> _WHAT TO DO_
Rewrite every line of the records below as a JSON list of strings, one string per line, skipping blank lines and omitting the pictures.

> _INPUT FOR THIS TASK_
┄┄┄┄┄┄
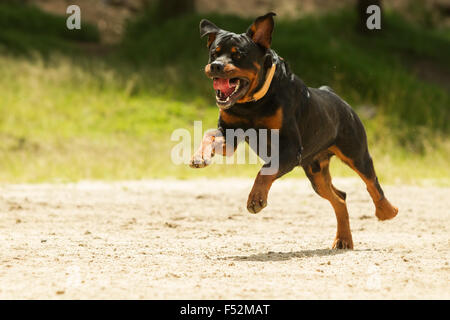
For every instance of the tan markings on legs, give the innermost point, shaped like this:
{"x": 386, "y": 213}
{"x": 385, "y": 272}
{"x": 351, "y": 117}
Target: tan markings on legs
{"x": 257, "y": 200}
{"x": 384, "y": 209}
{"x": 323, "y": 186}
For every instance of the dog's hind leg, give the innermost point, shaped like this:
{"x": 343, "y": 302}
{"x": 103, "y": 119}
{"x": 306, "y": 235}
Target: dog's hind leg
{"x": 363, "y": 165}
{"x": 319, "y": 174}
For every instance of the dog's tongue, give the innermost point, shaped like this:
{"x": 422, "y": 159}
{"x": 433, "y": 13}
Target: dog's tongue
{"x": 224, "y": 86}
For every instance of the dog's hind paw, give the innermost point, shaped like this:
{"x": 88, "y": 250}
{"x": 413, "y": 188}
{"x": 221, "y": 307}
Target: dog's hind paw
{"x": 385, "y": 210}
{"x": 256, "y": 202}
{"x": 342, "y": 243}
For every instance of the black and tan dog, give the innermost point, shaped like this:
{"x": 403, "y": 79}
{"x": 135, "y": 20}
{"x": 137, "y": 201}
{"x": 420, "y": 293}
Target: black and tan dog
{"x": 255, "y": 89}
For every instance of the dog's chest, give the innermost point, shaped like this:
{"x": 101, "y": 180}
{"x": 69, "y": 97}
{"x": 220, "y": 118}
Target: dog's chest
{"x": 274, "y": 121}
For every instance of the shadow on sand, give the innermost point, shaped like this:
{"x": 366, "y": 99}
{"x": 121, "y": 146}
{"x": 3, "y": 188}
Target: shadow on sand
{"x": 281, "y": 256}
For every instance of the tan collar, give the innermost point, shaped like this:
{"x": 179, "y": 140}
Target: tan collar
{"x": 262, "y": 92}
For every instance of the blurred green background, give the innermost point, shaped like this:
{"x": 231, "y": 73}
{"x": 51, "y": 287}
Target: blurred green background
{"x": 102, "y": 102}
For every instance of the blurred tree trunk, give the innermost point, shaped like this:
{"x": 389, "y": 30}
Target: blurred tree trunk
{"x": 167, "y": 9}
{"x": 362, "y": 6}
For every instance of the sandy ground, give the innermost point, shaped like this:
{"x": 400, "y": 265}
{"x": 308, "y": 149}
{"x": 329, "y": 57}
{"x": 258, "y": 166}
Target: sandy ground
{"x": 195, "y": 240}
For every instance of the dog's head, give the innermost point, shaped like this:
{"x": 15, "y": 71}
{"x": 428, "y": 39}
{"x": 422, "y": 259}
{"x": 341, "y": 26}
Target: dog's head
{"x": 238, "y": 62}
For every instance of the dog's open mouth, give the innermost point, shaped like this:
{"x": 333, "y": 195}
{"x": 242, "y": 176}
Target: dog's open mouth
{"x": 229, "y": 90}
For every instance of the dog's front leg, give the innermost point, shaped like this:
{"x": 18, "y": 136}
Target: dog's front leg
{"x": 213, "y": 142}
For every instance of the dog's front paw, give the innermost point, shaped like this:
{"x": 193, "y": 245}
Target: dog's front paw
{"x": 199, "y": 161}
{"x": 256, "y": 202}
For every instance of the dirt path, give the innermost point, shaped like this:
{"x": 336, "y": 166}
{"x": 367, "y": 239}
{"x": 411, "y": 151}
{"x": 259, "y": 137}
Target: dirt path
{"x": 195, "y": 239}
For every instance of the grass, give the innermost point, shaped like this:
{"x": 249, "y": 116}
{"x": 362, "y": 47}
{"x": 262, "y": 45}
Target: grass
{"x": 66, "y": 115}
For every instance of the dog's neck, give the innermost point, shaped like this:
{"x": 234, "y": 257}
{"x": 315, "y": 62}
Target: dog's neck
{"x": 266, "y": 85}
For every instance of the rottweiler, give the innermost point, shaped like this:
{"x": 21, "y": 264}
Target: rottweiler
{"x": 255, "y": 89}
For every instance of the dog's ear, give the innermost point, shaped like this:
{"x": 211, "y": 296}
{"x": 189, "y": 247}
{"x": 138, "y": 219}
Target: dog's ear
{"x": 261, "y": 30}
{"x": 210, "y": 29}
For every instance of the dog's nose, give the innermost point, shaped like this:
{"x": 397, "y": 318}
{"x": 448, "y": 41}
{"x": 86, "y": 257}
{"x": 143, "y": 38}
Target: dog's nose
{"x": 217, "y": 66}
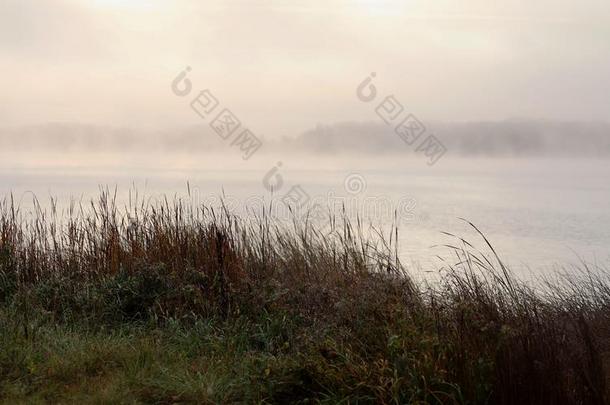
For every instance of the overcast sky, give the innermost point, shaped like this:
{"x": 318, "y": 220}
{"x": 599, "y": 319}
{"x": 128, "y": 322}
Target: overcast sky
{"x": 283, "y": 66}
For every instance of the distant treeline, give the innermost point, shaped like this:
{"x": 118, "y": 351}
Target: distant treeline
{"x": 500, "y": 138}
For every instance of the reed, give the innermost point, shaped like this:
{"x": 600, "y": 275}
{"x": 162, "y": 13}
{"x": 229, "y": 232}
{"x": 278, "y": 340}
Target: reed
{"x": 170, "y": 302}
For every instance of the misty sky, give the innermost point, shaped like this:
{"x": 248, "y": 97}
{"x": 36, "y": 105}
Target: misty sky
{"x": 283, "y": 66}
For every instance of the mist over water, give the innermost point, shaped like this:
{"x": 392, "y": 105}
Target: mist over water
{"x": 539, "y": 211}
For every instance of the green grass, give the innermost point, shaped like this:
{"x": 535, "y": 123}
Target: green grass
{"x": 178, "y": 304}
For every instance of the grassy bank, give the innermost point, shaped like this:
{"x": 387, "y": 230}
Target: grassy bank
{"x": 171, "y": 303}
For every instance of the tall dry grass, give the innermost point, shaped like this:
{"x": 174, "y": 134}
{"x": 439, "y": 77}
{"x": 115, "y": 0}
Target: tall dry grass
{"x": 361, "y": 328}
┄┄┄┄┄┄
> _EXERCISE RESPONSE_
[
  "For every instance of the tan markings on legs, give the innermost point, shaped like this:",
  "{\"x\": 386, \"y\": 213}",
  "{\"x\": 385, \"y\": 272}",
  "{\"x\": 351, \"y\": 117}",
  "Target: tan markings on legs",
  "{\"x\": 257, \"y\": 200}",
  "{\"x\": 384, \"y\": 209}",
  "{\"x\": 323, \"y\": 186}",
  "For every instance of the dog's hind leg, give the innermost point, shaped like this:",
  "{\"x\": 343, \"y\": 302}",
  "{\"x\": 103, \"y\": 119}",
  "{\"x\": 306, \"y\": 235}",
  "Target: dog's hind leg",
  "{\"x\": 363, \"y\": 165}",
  "{\"x\": 319, \"y\": 174}",
  "For every instance of the dog's tongue, give the innermost point, shaped like this:",
  "{\"x\": 422, \"y\": 159}",
  "{\"x\": 433, \"y\": 13}",
  "Target: dog's tongue",
  "{\"x\": 224, \"y\": 86}",
  "For every instance of the dog's hind paw, give the innermost point, shaped like this:",
  "{\"x\": 88, \"y\": 250}",
  "{\"x\": 413, \"y\": 188}",
  "{\"x\": 221, \"y\": 307}",
  "Target: dog's hind paw",
  "{\"x\": 385, \"y\": 210}",
  "{\"x\": 256, \"y\": 202}",
  "{\"x\": 342, \"y\": 243}",
  "For every instance of the black and tan dog, give the innermost point, shaped like this:",
  "{\"x\": 403, \"y\": 79}",
  "{\"x\": 135, \"y\": 20}",
  "{\"x\": 137, \"y\": 201}",
  "{\"x\": 420, \"y\": 293}",
  "Target: black and tan dog",
  "{\"x\": 255, \"y\": 89}",
  "For every instance of the dog's chest, give the innermost point, shaped like this:",
  "{\"x\": 101, \"y\": 180}",
  "{\"x\": 69, \"y\": 97}",
  "{\"x\": 220, \"y\": 118}",
  "Target: dog's chest",
  "{\"x\": 274, \"y\": 121}",
  "For every instance of the shadow on sand, give the innermost point, shaped like this:",
  "{\"x\": 366, \"y\": 99}",
  "{\"x\": 121, \"y\": 146}",
  "{\"x\": 3, \"y\": 188}",
  "Target: shadow on sand",
  "{\"x\": 281, \"y\": 256}",
  "For every instance of the tan collar, give the innermost point, shaped like this:",
  "{\"x\": 179, \"y\": 140}",
  "Target: tan collar",
  "{\"x\": 262, \"y\": 92}",
  "For every instance of the blurred green background, give the innermost point, shaped like this:",
  "{\"x\": 231, \"y\": 73}",
  "{\"x\": 51, \"y\": 287}",
  "Target: blurred green background",
  "{\"x\": 102, \"y\": 102}",
  "For every instance of the blurred tree trunk, give the innermost point, shaped like this:",
  "{\"x\": 389, \"y\": 30}",
  "Target: blurred tree trunk",
  "{\"x\": 167, \"y\": 9}",
  "{\"x\": 362, \"y\": 6}",
  "For every instance of the sandy ground, give the innermost point, shaped like this:",
  "{\"x\": 400, \"y\": 265}",
  "{\"x\": 308, \"y\": 149}",
  "{\"x\": 329, \"y\": 57}",
  "{\"x\": 258, \"y\": 166}",
  "Target: sandy ground",
  "{\"x\": 195, \"y\": 240}",
  "For every instance of the dog's head, give the innermost point, shaped like this:",
  "{\"x\": 15, \"y\": 71}",
  "{\"x\": 428, \"y\": 39}",
  "{\"x\": 422, \"y\": 259}",
  "{\"x\": 341, \"y\": 26}",
  "Target: dog's head",
  "{\"x\": 238, \"y\": 62}",
  "For every instance of the dog's open mouth, give the innermost point, shaped like this:",
  "{\"x\": 333, \"y\": 195}",
  "{\"x\": 242, \"y\": 176}",
  "Target: dog's open mouth",
  "{\"x\": 229, \"y\": 90}",
  "For every instance of the dog's front leg, give the innermost point, shaped like this:",
  "{\"x\": 18, \"y\": 136}",
  "Target: dog's front leg",
  "{\"x\": 213, \"y\": 142}",
  "For every instance of the dog's front paw, give the innermost point, shaped like this:",
  "{\"x\": 193, \"y\": 245}",
  "Target: dog's front paw",
  "{\"x\": 199, \"y\": 161}",
  "{\"x\": 256, \"y\": 202}",
  "For every instance of the dirt path, give the innermost point, shaped like this:",
  "{\"x\": 336, \"y\": 166}",
  "{\"x\": 367, \"y\": 239}",
  "{\"x\": 411, \"y\": 151}",
  "{\"x\": 259, \"y\": 137}",
  "Target: dirt path",
  "{\"x\": 195, \"y\": 239}",
  "For every instance of the grass, give the innermost point, shaped like this:",
  "{\"x\": 249, \"y\": 116}",
  "{\"x\": 362, \"y\": 47}",
  "{\"x\": 262, \"y\": 45}",
  "Target: grass",
  "{\"x\": 66, \"y\": 115}",
  "For every instance of the dog's neck, give the innermost point, shaped like this:",
  "{\"x\": 234, \"y\": 257}",
  "{\"x\": 315, \"y\": 62}",
  "Target: dog's neck",
  "{\"x\": 266, \"y\": 85}",
  "For every instance of the rottweiler, give the innermost point, shaped like this:",
  "{\"x\": 21, \"y\": 264}",
  "Target: rottweiler",
  "{\"x\": 255, \"y\": 89}",
  "For every instance of the dog's ear, give the innermost point, shaped like this:",
  "{\"x\": 211, \"y\": 296}",
  "{\"x\": 189, \"y\": 247}",
  "{\"x\": 138, \"y\": 219}",
  "Target: dog's ear",
  "{\"x\": 261, \"y\": 30}",
  "{\"x\": 210, \"y\": 29}",
  "For every instance of the dog's nose, give the innermost point, shaped like this:",
  "{\"x\": 397, \"y\": 318}",
  "{\"x\": 448, \"y\": 41}",
  "{\"x\": 86, \"y\": 257}",
  "{\"x\": 143, \"y\": 38}",
  "Target: dog's nose",
  "{\"x\": 217, \"y\": 66}",
  "For every instance of the overcast sky, give the innermost point, shaped like this:",
  "{\"x\": 318, \"y\": 220}",
  "{\"x\": 599, \"y\": 319}",
  "{\"x\": 128, \"y\": 322}",
  "Target: overcast sky",
  "{\"x\": 283, \"y\": 66}",
  "For every instance of the distant treeline, give the innermost point, shaped like this:",
  "{\"x\": 118, \"y\": 351}",
  "Target: distant treeline",
  "{\"x\": 500, \"y\": 138}",
  "For every instance of the reed, give the innermost point, shaped like this:",
  "{\"x\": 600, \"y\": 275}",
  "{\"x\": 162, \"y\": 13}",
  "{\"x\": 229, \"y\": 232}",
  "{\"x\": 278, \"y\": 340}",
  "Target: reed",
  "{\"x\": 170, \"y\": 302}",
  "For every instance of the misty sky, give the innermost point, shaped like this:",
  "{\"x\": 248, \"y\": 97}",
  "{\"x\": 36, \"y\": 105}",
  "Target: misty sky",
  "{\"x\": 283, \"y\": 66}",
  "For every instance of the mist over water, give the innermost point, shaped like this:",
  "{\"x\": 392, \"y\": 105}",
  "Target: mist over water",
  "{\"x\": 539, \"y\": 211}",
  "For every instance of the green grass, give the innermost point, shaped like this:",
  "{\"x\": 535, \"y\": 123}",
  "Target: green grass",
  "{\"x\": 178, \"y\": 304}",
  "For every instance of the grassy bank, give the innermost point, shaped like this:",
  "{\"x\": 387, \"y\": 230}",
  "Target: grassy bank",
  "{\"x\": 171, \"y\": 303}",
  "For every instance of the tall dry grass, give the innermost point, shaped like this:",
  "{\"x\": 174, \"y\": 134}",
  "{\"x\": 439, \"y\": 77}",
  "{\"x\": 115, \"y\": 0}",
  "Target: tall dry grass",
  "{\"x\": 361, \"y\": 328}"
]